**Exercises to complete**
(A) In the blog posts, why was the writer refused the sinus medication?
(B) Repeat the blog posts from "Since it has" up to and including "two months ago.".
(C) Translate this sentence from the blog posts into Spanish: "Once upon a time all of his cars could fit into one little toy organizer bin."

**Excerpted passage**
Mattel needs birth control

I swear, Gavin’s toys reproduce and multiply like mad rabbits when we aren’t looking. Once upon a time all of his cars could fit into one little toy organizer bin. Now I have one large bin on wheels mostly full, and every time I turn around there are more under foot. Reaching for a pen in my purse? Pull out a firetruck. Going to set my coke down on the table? Race car in the way. Don’t even think about trying to put clothing down on the vanity in the bathroom before taking a shower. There will be at least 2 Transformers in the way, and quite likely they’ll have some kid’s meal toys joining them. Best to walk out of the bathroom in a towel and figure out what to wear in the bedroom. Just watch out for the airplane on the floor in front of the closet.

Must stop hording software

Baby step by infinitesimal baby step, my computer is getting back to working the way I want it to. I just need this one to creep along until I get a decent laptop, then it can die a merry electronic death. Photoshop is now reinstalled, my Wacom tablet is reinstalling as we speak (recommend I shut down all other programs until you’re blue in the face, I’m not gonna do it), and my other Photoshop add-ons are queuing in the hopes that I’ll reinstall them as well. AlienSkin, you’re in luck. Some of the others, not so much. I’m discovering that I have way more stuff than I actually need. At least my hording tendencies take up less physical space than my mother’s. But for reals, yo, the next time my computer tells me it wants to be rebooted I’m going to find Bill Gates and kick his retired philanthropist ass.

Correcting. My Wacom still won’t reinstall. Fuckity. Rhymes with cupboardy.

Ok, ok, I’m not dead

Since it has been pointed out to me that I am epic fail on blogging, here I am. Consider ass kicked. Mine, that is. I’m too short to kick anyone else’s ass. Well, Gavin’s, but that’s no fun and I’m not interested in having Children’s Services on me again.

I went to buy Steve some sinus meds last night. Since we all know we just want pseudoephedrine to build meth labs and blow up trailer parks, I walked to the counter with my May I Have This Medication Please card and pulled out my driver’s license so he can make sure I haven’t bought up my full daily supply at the Walgreen’s across the street.

*scan* *beep* Um, I’m sorry ma’am. I can’t sell you any of this completely legal, no prescription required medication. Your license expired two months ago.

Oh noes! Do not want!

*blink* *lol* Funny. I’m glad you noticed that. Obviously, I hadn’t. Neither did the cop who pulled me over last month.

So there you are. Steve is still sick, and trailer parks are safe from me for the moment.

Records from a collection
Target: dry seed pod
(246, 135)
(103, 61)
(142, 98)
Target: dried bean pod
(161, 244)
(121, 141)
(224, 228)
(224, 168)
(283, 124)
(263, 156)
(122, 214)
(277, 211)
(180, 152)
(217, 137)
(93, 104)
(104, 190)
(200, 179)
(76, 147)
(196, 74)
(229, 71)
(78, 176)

**Exercise solutions**
(A) The writer's driver's license had expired two months earlier.

(B)
Since it has been pointed out to me that I am epic fail on blogging, here I am. Consider ass kicked. Mine, that is. I’m too short to kick anyone else’s ass. Well, Gavin’s, but that’s no fun and I’m not interested in having Children’s Services on me again.

I went to buy Steve some sinus meds last night. Since we all know we just want pseudoephedrine to build meth labs and blow up trailer parks, I walked to the counter with my May I Have This Medication Please card and pulled out my driver’s license so he can make sure I haven’t bought up my full daily supply at the Walgreen’s across the street.

*scan* *beep* Um, I’m sorry ma’am. I can’t sell you any of this completely legal, no prescription required medication. Your license expired two months ago.

(C) Hubo un tiempo en que todos sus carritos cabían en un pequeño contenedor organizador de juguetes.